SOURCE TEXT:
╭──

Young Horses studio head and gameplay designer John Murphy on the pitching and prototyping that lead to Bugsnax.

Danielle Riendeau, Editor-in-Chief

July 25, 2023

In this GDC 2023 talk, John Murphy of Young Horses goes through the specific (and very colorful) internal pitching and prototyping methodology that lead the studio from its first game (Octodad) to 2020's hit Bugsnax. In it, he runs from the studio's history and surprise hit that started as a student project, to their long, involved design process so they could avoid the "sophomore slump" after Octodad: Dadliest Catch released.

"We ended up just returning to the same method that we learned from mentors in school about how to decide what to make," says Murphy, brandishing a whiteboard with plenty of reference art.

"…How we did it was everyone reflected on what they were preoccupied with or inspired by. And everyone on the team would pitch here just like a few random inspirations that people had: things like Space Jam, or Pharrell's big hat.” Screenshots of both feature prominently on the moodboard slide.

╰──

REQUIRED ACTIONS:
a) Answer these questions using the article on how Young Horses arrived at Bugsnax:
(i) What role does John Murphy hold at Young Horses besides gameplay designer?
(ii) What was the studio's first game?
(iii) Which two inspirations does Murphy name as examples of what team members pitched?
b) Extend the article on how Young Horses arrived at Bugsnax by writing what comes after its final paragraph.
The material is not used for these tasks.

STORED ROWS:

╭──

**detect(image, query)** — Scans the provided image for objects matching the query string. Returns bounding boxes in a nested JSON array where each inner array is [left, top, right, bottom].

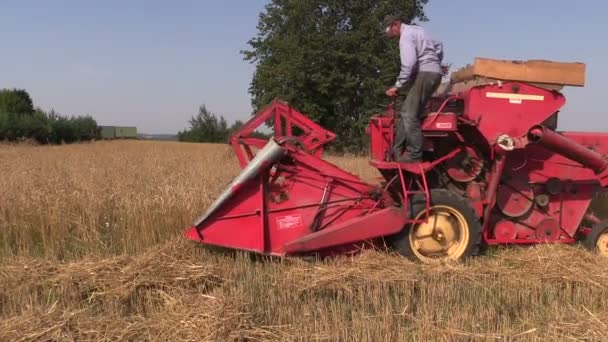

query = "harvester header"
[[186, 58, 608, 262]]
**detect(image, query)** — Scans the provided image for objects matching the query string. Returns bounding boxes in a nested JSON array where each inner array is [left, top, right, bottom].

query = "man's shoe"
[[395, 154, 422, 164]]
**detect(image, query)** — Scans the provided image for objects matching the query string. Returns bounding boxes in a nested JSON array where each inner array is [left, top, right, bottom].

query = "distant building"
[[99, 126, 137, 139]]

╰──

ANSWERS TO THE EXERCISES:
a)
(i) Studio head.
(ii) Octodad.
(iii) Space Jam and Pharrell's big hat.

b)
"So the way that it worked was we went through multiple rounds of fewer more detailed pitches, starting with just elevator pitches, or just titles of games like here we got things like Burrowing Dirt bros, or Alternate Reality Steve Irwin."

Three prototype projects on the road to Bugsnax

Eventually, the team settled on three main concepts they wanted to dive into further, and they began working on simple prototypes. Murphy walks through each concept with accompanying reference art and videos of the functional prototypes.

"So the first thing we prototyped was something that we were calling Summer Camp. The elevator pitch was: 'you are a misfit kid trapped in a mysterious summer camp. If you want to escape, you need to take pictures, make friends and hunt down urban legends. So these are a few of the inspirations for that. And here is what we came up with,'" he said, running gameplay video that showcases a cartoony campground and spooky woods, with some kind of apparition appearing when the player tries to take its picture.

The resulting prototype had some good features, but wasn’t the best fit:

"We successfully made something and we liked the sort of vibe of this, but it really just kind of felt like, essentially some fetch quests [and there] was a little bit too much just walking around. [It] didn't quite feel right."

The next prototype was Hellsports High (a game that, if I may editorialize a bit, I genuinely hope they return to and make one day!)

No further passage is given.